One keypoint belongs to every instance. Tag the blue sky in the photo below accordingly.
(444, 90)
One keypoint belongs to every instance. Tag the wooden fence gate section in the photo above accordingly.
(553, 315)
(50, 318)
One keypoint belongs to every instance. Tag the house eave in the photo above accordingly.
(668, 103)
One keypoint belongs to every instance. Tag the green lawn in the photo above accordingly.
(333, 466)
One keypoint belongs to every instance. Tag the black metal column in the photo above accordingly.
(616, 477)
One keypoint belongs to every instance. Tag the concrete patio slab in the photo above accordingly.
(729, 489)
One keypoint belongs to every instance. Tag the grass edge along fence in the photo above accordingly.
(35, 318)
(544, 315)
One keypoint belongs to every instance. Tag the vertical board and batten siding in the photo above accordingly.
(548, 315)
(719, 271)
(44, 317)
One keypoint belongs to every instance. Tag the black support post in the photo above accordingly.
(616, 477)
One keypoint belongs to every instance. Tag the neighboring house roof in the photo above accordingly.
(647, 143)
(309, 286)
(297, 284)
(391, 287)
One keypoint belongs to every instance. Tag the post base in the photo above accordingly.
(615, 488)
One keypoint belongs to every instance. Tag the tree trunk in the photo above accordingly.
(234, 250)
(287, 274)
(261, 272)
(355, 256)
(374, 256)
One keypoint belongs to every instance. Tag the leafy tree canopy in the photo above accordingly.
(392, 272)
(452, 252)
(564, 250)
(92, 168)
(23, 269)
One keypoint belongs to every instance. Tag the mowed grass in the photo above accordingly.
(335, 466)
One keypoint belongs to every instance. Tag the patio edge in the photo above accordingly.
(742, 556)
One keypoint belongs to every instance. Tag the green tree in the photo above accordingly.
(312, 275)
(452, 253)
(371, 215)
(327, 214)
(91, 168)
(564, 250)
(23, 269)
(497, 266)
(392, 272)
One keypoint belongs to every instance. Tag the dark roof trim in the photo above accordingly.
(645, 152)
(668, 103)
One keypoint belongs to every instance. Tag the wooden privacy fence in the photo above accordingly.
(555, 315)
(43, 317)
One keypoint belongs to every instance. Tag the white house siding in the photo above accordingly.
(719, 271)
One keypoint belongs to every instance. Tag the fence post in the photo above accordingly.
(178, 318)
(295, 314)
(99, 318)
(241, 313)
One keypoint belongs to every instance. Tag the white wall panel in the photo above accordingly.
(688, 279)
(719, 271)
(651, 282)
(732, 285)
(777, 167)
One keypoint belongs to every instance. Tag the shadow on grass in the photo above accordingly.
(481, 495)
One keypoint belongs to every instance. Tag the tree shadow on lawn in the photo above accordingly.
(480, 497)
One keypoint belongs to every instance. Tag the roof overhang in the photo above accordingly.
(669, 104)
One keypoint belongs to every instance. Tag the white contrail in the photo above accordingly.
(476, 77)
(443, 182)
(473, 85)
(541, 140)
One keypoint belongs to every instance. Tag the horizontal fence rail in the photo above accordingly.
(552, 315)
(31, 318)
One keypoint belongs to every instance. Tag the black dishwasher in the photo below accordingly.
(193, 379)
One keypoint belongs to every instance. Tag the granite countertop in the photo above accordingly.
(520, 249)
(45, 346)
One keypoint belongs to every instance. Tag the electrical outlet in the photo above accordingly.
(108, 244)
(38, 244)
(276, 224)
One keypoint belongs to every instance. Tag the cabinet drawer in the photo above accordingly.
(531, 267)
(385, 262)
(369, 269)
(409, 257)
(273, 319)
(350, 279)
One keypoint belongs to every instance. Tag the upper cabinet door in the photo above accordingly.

◆ ◆ ◆ ◆ ◆

■ **What you need to do**
What is needed is an exact copy of the lines from the one holding "One keypoint belongs to every instance. Tag the cabinet" through the final line of the material.

■ **Output for this exercise**
One keypoint belongs to every instance. Tag the cabinet drawer in the photo above accordingly.
(531, 267)
(385, 262)
(369, 269)
(409, 257)
(273, 319)
(350, 279)
One keypoint belongs to every instance. Tag the upper cabinet door in the photo above accordingly.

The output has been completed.